◆ **PROBLEM DETAILS**
Print each record exactly, with no word added or removed.

===

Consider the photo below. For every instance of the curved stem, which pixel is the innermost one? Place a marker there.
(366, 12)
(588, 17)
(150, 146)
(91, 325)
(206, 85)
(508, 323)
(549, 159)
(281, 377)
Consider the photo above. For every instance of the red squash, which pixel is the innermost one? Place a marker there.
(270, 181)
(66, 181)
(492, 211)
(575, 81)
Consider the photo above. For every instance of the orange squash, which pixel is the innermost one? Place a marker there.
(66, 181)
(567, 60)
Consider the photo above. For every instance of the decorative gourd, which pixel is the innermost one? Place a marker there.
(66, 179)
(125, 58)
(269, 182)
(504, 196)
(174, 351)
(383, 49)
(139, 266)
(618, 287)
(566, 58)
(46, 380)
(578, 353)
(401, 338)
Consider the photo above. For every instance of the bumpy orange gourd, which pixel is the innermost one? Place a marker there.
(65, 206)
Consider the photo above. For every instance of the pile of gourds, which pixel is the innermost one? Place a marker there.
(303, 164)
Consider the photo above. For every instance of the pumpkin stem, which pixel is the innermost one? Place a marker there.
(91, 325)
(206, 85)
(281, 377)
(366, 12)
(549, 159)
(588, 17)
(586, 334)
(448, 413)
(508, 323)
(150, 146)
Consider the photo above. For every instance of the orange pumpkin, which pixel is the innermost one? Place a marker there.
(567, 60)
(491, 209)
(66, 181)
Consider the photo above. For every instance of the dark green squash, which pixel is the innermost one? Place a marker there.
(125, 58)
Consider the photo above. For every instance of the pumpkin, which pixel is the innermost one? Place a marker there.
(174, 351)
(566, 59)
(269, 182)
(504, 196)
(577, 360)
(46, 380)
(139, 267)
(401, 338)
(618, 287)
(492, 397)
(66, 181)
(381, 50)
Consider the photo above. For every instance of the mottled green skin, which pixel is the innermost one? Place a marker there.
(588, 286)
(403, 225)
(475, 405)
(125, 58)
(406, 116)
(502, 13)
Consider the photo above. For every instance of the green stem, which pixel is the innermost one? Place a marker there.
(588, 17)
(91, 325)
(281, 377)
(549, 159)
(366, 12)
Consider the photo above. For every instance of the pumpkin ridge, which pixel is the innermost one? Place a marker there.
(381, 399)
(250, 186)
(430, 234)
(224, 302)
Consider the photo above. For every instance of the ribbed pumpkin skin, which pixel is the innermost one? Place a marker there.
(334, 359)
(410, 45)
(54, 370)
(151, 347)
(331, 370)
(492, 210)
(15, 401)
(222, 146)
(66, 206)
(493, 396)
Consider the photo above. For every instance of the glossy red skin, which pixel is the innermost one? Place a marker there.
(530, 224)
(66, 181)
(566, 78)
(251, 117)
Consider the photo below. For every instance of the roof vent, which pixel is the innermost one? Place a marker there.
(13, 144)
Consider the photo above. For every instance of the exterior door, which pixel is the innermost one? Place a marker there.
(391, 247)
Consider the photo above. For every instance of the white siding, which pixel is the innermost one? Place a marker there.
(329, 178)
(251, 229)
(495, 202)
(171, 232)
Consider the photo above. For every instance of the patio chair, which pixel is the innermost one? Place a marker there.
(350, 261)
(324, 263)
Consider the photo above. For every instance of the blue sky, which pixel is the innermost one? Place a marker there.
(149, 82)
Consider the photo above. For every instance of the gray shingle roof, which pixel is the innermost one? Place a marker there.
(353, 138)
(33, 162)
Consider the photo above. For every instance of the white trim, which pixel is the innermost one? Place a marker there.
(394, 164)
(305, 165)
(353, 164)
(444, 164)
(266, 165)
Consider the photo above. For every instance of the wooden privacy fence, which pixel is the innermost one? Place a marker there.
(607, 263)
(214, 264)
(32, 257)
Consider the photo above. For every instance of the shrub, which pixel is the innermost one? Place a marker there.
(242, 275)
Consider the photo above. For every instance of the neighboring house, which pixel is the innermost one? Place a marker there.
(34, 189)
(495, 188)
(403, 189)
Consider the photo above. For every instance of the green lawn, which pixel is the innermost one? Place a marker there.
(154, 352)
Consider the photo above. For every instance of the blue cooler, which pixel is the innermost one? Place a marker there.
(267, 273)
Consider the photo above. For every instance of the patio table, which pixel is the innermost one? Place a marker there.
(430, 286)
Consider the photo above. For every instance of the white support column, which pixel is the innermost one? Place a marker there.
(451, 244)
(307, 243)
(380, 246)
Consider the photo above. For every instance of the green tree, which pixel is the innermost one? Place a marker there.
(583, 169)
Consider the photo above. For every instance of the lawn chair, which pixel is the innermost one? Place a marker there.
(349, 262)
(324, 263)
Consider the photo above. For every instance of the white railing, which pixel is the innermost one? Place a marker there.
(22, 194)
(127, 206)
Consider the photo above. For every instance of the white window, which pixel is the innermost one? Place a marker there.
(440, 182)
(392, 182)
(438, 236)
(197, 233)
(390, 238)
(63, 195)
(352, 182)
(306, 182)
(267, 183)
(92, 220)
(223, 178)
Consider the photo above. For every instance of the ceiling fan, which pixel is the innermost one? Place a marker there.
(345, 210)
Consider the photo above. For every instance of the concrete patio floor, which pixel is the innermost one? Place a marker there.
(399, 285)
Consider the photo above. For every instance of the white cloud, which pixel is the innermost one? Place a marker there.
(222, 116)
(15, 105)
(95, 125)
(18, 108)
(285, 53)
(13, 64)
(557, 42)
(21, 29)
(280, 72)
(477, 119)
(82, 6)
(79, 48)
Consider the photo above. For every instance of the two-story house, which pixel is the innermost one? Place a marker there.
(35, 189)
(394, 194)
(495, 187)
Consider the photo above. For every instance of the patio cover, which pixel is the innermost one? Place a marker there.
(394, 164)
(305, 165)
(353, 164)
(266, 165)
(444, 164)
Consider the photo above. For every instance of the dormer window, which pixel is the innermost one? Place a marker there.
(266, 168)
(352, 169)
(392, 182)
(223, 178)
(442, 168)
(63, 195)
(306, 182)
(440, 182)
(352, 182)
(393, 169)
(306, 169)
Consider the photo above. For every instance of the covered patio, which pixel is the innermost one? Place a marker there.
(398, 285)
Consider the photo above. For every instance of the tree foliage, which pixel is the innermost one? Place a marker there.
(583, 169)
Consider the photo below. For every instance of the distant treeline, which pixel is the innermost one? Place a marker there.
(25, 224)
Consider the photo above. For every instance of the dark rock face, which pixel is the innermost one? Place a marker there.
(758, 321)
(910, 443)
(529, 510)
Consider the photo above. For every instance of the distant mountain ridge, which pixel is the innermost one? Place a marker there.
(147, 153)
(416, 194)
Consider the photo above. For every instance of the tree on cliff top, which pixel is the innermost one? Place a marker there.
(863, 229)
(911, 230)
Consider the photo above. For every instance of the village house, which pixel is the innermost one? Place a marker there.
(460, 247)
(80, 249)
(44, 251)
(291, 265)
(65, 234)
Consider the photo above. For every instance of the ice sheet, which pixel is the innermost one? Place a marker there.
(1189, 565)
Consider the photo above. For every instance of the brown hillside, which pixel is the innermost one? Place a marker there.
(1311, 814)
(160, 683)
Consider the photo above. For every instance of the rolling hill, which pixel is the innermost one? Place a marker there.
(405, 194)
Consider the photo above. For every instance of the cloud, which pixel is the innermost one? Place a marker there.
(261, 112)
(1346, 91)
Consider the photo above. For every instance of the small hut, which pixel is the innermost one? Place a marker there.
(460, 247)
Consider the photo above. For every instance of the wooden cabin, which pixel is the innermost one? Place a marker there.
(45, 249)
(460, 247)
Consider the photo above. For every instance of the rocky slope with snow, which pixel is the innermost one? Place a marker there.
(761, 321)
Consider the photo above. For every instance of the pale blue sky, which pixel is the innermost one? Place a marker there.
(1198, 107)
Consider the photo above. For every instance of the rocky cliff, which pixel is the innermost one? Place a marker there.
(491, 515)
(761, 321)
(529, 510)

===

◆ **TASK SOLUTION**
Consider the photo below. For every instance of the curved stem, which pixel is the innermost one? Place a marker there.
(366, 12)
(588, 17)
(150, 146)
(91, 325)
(206, 85)
(508, 323)
(549, 159)
(281, 377)
Consider the photo above. For every instance of the red squash, which pixel is the innermost one? Place a marker there.
(270, 181)
(66, 181)
(492, 211)
(575, 81)
Consider the photo above. For every instance of the orange squash, which pixel is the innermost one? Place a marker there.
(66, 181)
(567, 60)
Consider the photo above. For every instance of the decorative gourd, which pixel is the innermost one? Place a marker there.
(66, 179)
(125, 58)
(269, 182)
(504, 196)
(174, 351)
(383, 49)
(139, 266)
(618, 287)
(566, 58)
(46, 380)
(578, 353)
(401, 338)
Consider the photo above. For every instance of the bumpy orange gourd, which pixel is the innermost one? Place a marker there.
(65, 206)
Consider the photo above. For every instance of the pile of gourds, which pixel is the innermost one? Place a marker there.
(303, 164)
Consider the photo above. For every instance of the pumpkin stem, which pixel is the innermost one? Place a marker there.
(91, 325)
(206, 85)
(281, 377)
(366, 12)
(549, 159)
(588, 17)
(586, 334)
(448, 413)
(508, 323)
(150, 146)
Consider the photo above. For every instance of the orange pumpkin, which pixel is the innermost one? Place a marker there.
(567, 60)
(491, 209)
(66, 181)
Consider the photo above. For every instance of the dark green squash, which pixel is the innermost one? Place a marker there.
(125, 58)
Consider the photo above. For every instance of the pumpkin, which pixel is the innermost one? Place a marker there.
(174, 351)
(566, 59)
(269, 182)
(504, 196)
(577, 360)
(46, 380)
(139, 267)
(401, 338)
(618, 287)
(492, 397)
(66, 181)
(381, 50)
Consider the photo above. For every instance of the mottled green skin, which pixel is the innermost one? Place a marker there.
(588, 286)
(403, 225)
(475, 405)
(125, 58)
(406, 116)
(502, 13)
Consider the photo above. For every instance of the green stem, which pixel is the innermost one? Place a marker there.
(588, 17)
(91, 325)
(281, 377)
(549, 159)
(366, 12)
Consider the photo above. For every instance of the pumpkin ridge, which pixel is the innermost one? Place a marker there.
(381, 399)
(250, 186)
(430, 234)
(224, 302)
Consider the photo above. For every instance of the ribbed pumpkin skin, which pixel is the innermost one? Place a marker there.
(334, 359)
(410, 45)
(54, 370)
(151, 347)
(331, 370)
(492, 210)
(15, 401)
(222, 146)
(66, 206)
(493, 396)
Consider the photo above. For every instance of the glossy red skin, which pixel is the innermost one? Place a marker there.
(530, 224)
(66, 181)
(566, 78)
(251, 117)
Consider the photo below. For every instance of the roof vent, which pixel is the innermost one? Place a marker there.
(13, 144)
Consider the photo above. For every instance of the exterior door, which pixel is the innermost one? Place a marker there.
(391, 247)
Consider the photo above. For every instance of the white siding, which pixel is the innermost one? Place a marker there.
(329, 178)
(251, 229)
(495, 202)
(171, 232)
Consider the photo above. For every instance of the patio chair, which pixel is the innermost one? Place a marker there.
(350, 261)
(324, 263)
Consider the photo above. For every instance of the blue sky, which pixel is the innermost one? Place a marker there.
(149, 82)
Consider the photo above. For every instance of the gray shingle roof, which pixel is the innermost one? Place a marker there.
(353, 138)
(33, 162)
Consider the photo above. For every instance of the white trim, which pixel is the innermost one? Place a marker there.
(394, 164)
(305, 165)
(353, 164)
(444, 164)
(266, 165)
Consider the photo above. For every instance of the wooden privacy fence, which pixel is the innermost one? Place a marker there.
(607, 263)
(214, 264)
(32, 257)
Consider the photo above. For every instance of the shrub, which pixel is the innermost one? Place a marker there.
(242, 275)
Consider the photo above. For every instance of the neighboring house, which pixel is the innermost one? Place a marker there.
(34, 189)
(495, 188)
(403, 189)
Consider the photo above. For every instance of the green lawn, which pixel is the innermost one? Place a marker there.
(154, 352)
Consider the photo above. For every instance of the blue cooler, which pixel is the innermost one? Place a marker there.
(267, 273)
Consider the photo above. For every instance of the patio table, which pixel is the innermost one? Place a marker there.
(430, 286)
Consider the photo above. For every instance of the white support column, which pixel is the innermost one? Place a marker there.
(451, 244)
(307, 243)
(380, 246)
Consider the photo above. For every instance of the green tree, which pixel is the innermost one? Place a marker there.
(583, 169)
Consider the photo above. For every instance of the lawn chair, which pixel is the innermost one? Place a marker there.
(349, 262)
(324, 263)
Consider the photo above. For every instance of the white railing, which pixel is the innermost one? Place a marker there.
(22, 194)
(127, 206)
Consider the photo above. For every instance of the white window, which pixel is the innermost one? Place a marker there.
(440, 182)
(392, 182)
(438, 236)
(197, 233)
(390, 238)
(63, 195)
(352, 182)
(306, 182)
(267, 183)
(92, 220)
(223, 178)
Consider the photo above. For every instance of the ceiling fan, which pixel is the innermost one? Place a marker there.
(345, 210)
Consider the photo above. For every instance of the concrete patio floor, which pixel is the innermost one? Place a marker there.
(399, 285)
Consider the photo above. For every instance of the white cloud, which pixel is the innermost one? Place a marker there.
(222, 116)
(15, 105)
(95, 125)
(18, 108)
(285, 53)
(13, 64)
(557, 42)
(21, 29)
(280, 72)
(477, 119)
(82, 6)
(79, 48)
Consider the photo above. For every instance of the two-story house, which pixel is the innermost one? Place a marker there.
(35, 189)
(394, 194)
(495, 187)
Consider the photo above. For every instance of the patio cover, which pixel is the innermost one? Place a marker there.
(394, 164)
(305, 165)
(353, 164)
(266, 165)
(444, 164)
Consider the photo above. For every instance of the dormer window, which pixel is the innermost one? Place a marker there.
(266, 168)
(352, 169)
(392, 182)
(223, 178)
(442, 168)
(63, 195)
(306, 182)
(440, 182)
(352, 182)
(393, 169)
(306, 169)
Consider the photo above. For every instance of the covered patio, which pixel is the innermost one? Place a marker there.
(398, 285)
Consider the photo above. For every instance of the tree foliage, which pixel is the innermost one? Place a marker there.
(583, 169)
Consider the photo below. For every instance of the distant treeline, which pixel is the innermost one? Place a marker there.
(25, 224)
Consider the photo above. For every instance of the dark rock face, which pixel is the innermost one? Place a marker there.
(758, 321)
(910, 443)
(529, 510)
Consider the photo above. For every instance of the distant mountain ridge, which pixel is the innermost one? Place a marker there.
(147, 153)
(416, 194)
Consider the photo above. For every instance of the tree on cliff top, which pixel is the innermost one? Place a marker there.
(863, 229)
(911, 230)
Consider the photo above. For every instance of the village house, which pixel is the innermost one? Place a marker there.
(460, 247)
(80, 249)
(44, 251)
(291, 265)
(65, 234)
Consider the photo above. For every instance of the ice sheet, which pixel is the innermost one? Place a marker there.
(1189, 565)
Consider the photo above. For every instance of the brown hillside, which pixel is the innermost one? Place a marker there.
(1311, 814)
(160, 683)
Consider the photo above. For every instance of the rolling hill, which pixel is the innermost one? Place a marker there.
(405, 194)
Consider the photo above. For every instance of the cloud, which pixel is the innermost one? Place a marker there.
(261, 112)
(1346, 91)
Consider the photo above. For every instance of the small hut, which pixel is the innermost one? Place a marker there.
(460, 247)
Consider the photo above. For every instance of the wooden cabin, which pixel is the innermost one? Place a marker there.
(45, 249)
(460, 247)
Consider the photo above. For every instance of the rocky slope with snow, which pixel is the innermost one? Place a marker there.
(761, 321)
Consider the photo above. For every instance of the pale blue sky, which pixel is the innermost one? Place a marker there.
(1198, 107)
Consider the photo above. For every instance of the rocky cliff, which pixel is the innermost one? Place a marker there.
(491, 515)
(761, 321)
(529, 510)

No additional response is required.